### 选段:
● ● ●
关于 inhomogeneous_layer_cycle_interval 的说明： Megatron 中使用 layer_group_size=4，功能与 inhomogeneous_layer_cycle_interval 等价。推上游时统一复用后者。

涉及文件

文件	变更
`src/maxtext/common/common_types.py`	在 `DecoderBlockType` 中添加 `LING3` 枚举值
`src/maxtext/layers/nnx_decoders.py`	在 `layer_map` 字典中添加 `DecoderBlockType.LING3` 占位条目
`src/maxtext/configs/types.py`	在 `KdaAttention` 类中添加 5 个 KDA 相关字段；在 `MlaAttention` 类中添加门控注意力开关字段；在 `ModelName` 字面量中添加 `"ling3"`
`src/maxtext/configs/models/ling3-tiny.yml`	新文件 —— Ling3 模型配置
`src/maxtext/configs/base.yml`	不变

详细变更

1. `common_types.py` —— 新增枚举值

在 DecoderBlockType 中添加 LING3：

python

class DecoderBlockType(enum.Enum):
    # ... 现有值 ...
    LING2 = "ling2"
    LING3 = "ling3"  # 新增：混合 MLA/KDA + MoE 架构

向后兼容性： 无影响。LING3 仅在通过 decoder_block: "ling3" 显式配置时才会激活。

2. `types.py` —— 新增 `ModelName` 条目

在 ModelName 字面量类型中添加 "ling3"：

python

type ModelName = Literal[
    # ... 现有条目 ...
    "ling2",
    "ling3",  # 新增
]

3. `types.py` —— 新增配置字段

3.1 `KdaAttention`（4 个字段）—— KDA 相关

设计说明： KDA（Kimi Delta Attention）是一种新的线性注意力机制，与 GLA 同属于线性注意力变体。为保持职责清晰，KDA 相关字段放在独立的 KdaAttention 类中（类似于 MlaAttention），而非复用 LinearAttention 或放在 Qwen3Next 中。GLA 相关字段保留在 Qwen3Next 类中不动。
● ● ●
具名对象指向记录
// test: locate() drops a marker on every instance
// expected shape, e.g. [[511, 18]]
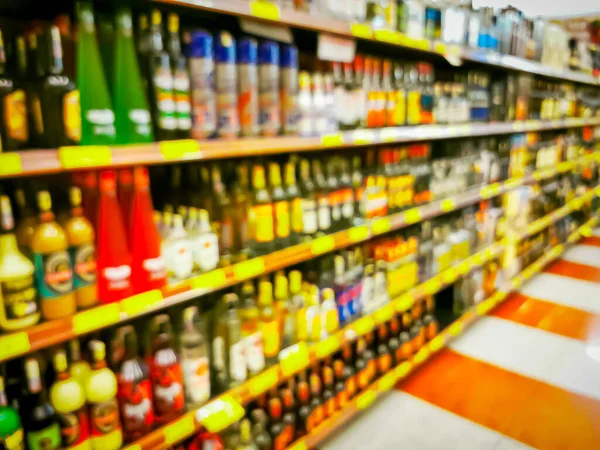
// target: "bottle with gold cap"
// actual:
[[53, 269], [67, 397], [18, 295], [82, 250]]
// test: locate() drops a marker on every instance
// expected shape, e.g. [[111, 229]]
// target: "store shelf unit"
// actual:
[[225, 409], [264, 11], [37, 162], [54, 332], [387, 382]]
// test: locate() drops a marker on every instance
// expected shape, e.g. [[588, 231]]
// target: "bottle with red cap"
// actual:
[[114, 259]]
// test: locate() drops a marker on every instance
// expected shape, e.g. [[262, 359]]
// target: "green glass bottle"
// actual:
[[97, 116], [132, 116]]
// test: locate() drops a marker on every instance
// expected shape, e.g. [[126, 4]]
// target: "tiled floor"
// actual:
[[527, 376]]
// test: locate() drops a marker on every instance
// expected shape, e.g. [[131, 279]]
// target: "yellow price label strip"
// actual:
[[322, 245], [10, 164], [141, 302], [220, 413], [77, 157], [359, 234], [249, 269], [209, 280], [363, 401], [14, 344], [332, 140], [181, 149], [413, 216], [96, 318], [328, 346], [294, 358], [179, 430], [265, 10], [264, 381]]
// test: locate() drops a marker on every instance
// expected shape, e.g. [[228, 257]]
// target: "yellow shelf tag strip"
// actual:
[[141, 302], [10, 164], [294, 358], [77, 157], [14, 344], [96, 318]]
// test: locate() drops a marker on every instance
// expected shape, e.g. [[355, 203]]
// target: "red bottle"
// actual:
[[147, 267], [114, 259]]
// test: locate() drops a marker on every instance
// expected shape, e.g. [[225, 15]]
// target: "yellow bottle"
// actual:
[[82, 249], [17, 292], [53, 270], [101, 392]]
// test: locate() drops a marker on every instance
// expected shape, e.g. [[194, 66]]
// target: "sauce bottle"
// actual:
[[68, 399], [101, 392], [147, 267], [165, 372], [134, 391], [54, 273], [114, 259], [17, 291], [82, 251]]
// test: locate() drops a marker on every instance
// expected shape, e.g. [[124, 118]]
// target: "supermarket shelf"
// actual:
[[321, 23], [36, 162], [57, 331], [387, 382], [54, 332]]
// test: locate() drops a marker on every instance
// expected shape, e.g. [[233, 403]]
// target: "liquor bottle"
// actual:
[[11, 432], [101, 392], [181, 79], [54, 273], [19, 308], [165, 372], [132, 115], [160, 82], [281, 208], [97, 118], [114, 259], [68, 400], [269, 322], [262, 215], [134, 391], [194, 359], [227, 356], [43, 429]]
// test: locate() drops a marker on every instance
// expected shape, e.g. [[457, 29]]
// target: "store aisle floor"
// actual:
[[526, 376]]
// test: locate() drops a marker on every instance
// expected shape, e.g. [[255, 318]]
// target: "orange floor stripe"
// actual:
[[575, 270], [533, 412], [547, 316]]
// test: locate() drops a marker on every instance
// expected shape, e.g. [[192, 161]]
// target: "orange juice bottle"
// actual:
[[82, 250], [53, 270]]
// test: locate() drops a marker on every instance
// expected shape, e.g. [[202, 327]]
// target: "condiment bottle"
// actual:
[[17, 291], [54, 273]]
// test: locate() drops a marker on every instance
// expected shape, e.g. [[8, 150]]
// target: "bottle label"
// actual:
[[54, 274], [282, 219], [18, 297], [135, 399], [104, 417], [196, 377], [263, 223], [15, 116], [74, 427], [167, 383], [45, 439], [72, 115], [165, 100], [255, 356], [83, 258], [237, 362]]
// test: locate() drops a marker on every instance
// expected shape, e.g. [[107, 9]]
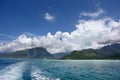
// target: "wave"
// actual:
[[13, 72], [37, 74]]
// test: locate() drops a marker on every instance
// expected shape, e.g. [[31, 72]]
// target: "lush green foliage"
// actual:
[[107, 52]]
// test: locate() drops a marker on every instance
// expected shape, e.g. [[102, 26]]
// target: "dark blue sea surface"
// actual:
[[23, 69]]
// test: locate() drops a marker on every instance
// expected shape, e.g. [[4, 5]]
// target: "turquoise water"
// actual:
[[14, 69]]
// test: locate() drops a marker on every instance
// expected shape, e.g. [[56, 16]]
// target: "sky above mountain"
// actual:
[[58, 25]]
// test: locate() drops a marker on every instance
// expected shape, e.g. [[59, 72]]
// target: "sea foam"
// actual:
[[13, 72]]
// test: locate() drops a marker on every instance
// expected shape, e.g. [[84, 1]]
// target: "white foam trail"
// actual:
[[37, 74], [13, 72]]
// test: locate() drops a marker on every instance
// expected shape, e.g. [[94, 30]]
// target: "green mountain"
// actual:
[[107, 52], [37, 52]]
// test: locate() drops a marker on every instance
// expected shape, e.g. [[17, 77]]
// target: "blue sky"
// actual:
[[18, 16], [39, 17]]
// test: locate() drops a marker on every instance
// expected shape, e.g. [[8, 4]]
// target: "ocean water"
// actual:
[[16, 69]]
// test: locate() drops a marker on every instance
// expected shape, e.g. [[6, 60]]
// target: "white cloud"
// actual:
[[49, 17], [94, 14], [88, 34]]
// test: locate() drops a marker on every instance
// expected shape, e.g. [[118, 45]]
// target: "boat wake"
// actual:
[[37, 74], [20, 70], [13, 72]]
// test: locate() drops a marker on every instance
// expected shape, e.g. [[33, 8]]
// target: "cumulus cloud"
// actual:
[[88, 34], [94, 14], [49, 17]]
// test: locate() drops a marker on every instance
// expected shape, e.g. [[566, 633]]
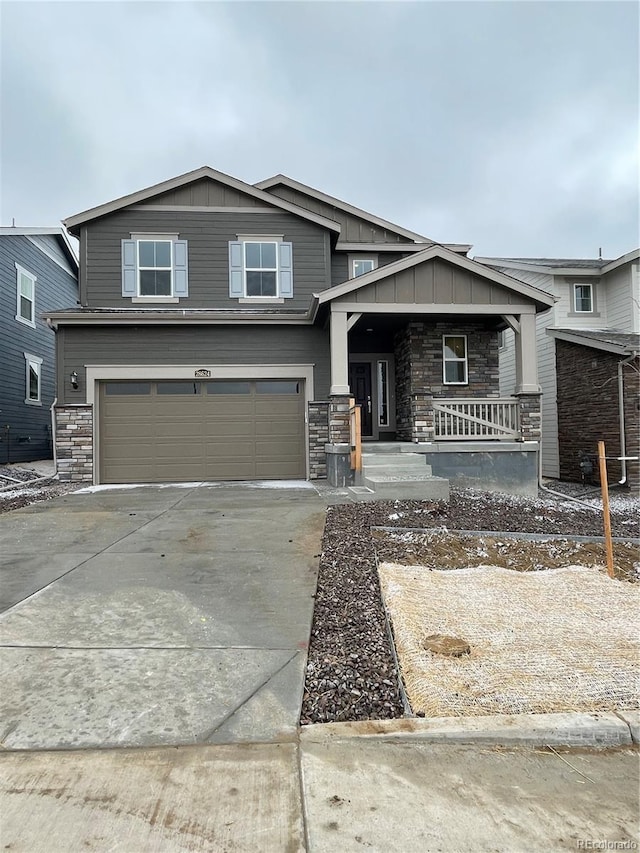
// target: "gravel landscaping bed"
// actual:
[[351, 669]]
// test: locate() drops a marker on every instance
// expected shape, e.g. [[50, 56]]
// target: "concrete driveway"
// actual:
● ● ●
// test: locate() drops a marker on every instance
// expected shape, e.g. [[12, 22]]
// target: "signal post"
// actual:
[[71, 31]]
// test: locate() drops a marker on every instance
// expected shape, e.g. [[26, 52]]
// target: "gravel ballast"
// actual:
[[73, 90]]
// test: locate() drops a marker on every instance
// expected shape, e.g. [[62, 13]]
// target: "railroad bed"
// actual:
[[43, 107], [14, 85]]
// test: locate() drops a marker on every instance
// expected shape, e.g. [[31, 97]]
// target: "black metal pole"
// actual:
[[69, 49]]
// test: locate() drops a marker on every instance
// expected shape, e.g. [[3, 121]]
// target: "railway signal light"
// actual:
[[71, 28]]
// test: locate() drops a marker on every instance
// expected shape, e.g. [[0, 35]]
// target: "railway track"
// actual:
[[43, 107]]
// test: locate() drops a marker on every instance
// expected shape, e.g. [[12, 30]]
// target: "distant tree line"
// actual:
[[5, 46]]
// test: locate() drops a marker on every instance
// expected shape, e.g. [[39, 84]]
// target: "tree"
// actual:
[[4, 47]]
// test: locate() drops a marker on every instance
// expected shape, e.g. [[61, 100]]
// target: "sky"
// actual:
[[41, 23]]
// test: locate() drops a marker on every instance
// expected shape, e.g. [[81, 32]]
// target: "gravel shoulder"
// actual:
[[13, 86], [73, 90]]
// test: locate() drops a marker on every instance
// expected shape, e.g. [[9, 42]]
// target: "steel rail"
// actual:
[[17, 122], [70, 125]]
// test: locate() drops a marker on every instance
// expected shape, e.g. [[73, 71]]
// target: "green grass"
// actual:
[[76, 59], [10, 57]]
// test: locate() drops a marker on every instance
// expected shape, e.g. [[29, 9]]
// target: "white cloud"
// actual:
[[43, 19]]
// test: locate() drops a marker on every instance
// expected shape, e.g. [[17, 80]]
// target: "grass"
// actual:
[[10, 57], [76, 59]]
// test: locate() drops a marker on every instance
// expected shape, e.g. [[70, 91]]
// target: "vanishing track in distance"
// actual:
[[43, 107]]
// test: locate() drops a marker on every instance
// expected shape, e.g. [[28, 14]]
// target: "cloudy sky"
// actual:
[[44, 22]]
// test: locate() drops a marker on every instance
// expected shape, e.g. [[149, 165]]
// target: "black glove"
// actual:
● ● ●
### 书面练习:
接着那篇关于 Ling3 模型接入 MaxText 的变更说明往下写，从最后一句之后续起。

### 回答:
python

class KdaAttention(BaseModel):
    """KDA (Kimi Delta Attention) configuration.

    KDA is a linear attention mechanism used by Ling3, distinct from GLA (used by Ling2).
    These fields are placed in a separate class from MlaAttention for clear responsibility separation.
    """

    linear_conv_kernel_dim: int = Field(
        4,
        description=(
            "Convolution kernel dimension for linear attention layers (KDA). "
            "This specifies the size of the 1D convolution applied to keys for local dependency modeling. "
            "Ling3 uses 4 to match Megatron reference implementation."
        ),
    )
    use_kda_lora: bool = Field(
        False,
        description=(
            "Whether to use LoRA (Low-Rank Adaptation) style decomposition in KDA layers. "
            "When True, uses low-rank factorization for KDA computation. "
            "When False, uses full-rank projections. "
            "Ling3 uses this default to match Megatron reference implementation."
        ),
    )
    use_kda_safe_gate: bool = Field(
        False,
        description=(
            "Whether to use numerically safe gate computation in KDA layers. "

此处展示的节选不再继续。